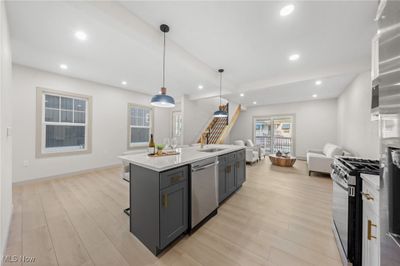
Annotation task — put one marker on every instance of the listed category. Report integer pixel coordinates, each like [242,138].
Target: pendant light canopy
[220,112]
[162,99]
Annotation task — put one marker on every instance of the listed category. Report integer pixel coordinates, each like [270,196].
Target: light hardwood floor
[280,216]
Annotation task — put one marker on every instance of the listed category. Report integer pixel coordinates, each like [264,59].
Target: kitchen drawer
[174,176]
[370,196]
[231,157]
[222,159]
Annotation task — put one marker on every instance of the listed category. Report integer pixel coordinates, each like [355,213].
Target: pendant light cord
[220,89]
[164,62]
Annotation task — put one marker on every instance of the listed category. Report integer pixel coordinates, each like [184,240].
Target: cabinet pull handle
[370,224]
[165,200]
[175,178]
[367,196]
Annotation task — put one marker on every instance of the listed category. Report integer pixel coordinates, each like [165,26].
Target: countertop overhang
[187,155]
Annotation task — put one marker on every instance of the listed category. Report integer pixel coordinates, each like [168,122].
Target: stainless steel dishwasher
[204,190]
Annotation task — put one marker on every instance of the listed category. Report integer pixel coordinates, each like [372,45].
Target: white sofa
[258,148]
[251,154]
[321,160]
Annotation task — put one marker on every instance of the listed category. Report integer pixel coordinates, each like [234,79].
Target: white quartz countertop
# # # # #
--- Prompt ---
Please output exactly the lines of the data above, from its first line through the line with "each like [264,59].", and nothing else; drop the pictures.

--- Completed task ---
Annotation task — put one marker on every instance of the listed category. Report integer pixel coordinates, each like [242,138].
Target: pendant light canopy
[220,112]
[162,99]
Annotation task — put one marker on every instance of the listed category. Report integer pixel coordinates, each like [270,196].
Target: light hardwood floor
[280,216]
Annotation task — put one marker on every instance of the listed category. Report integer pixel coordinates, each like [264,59].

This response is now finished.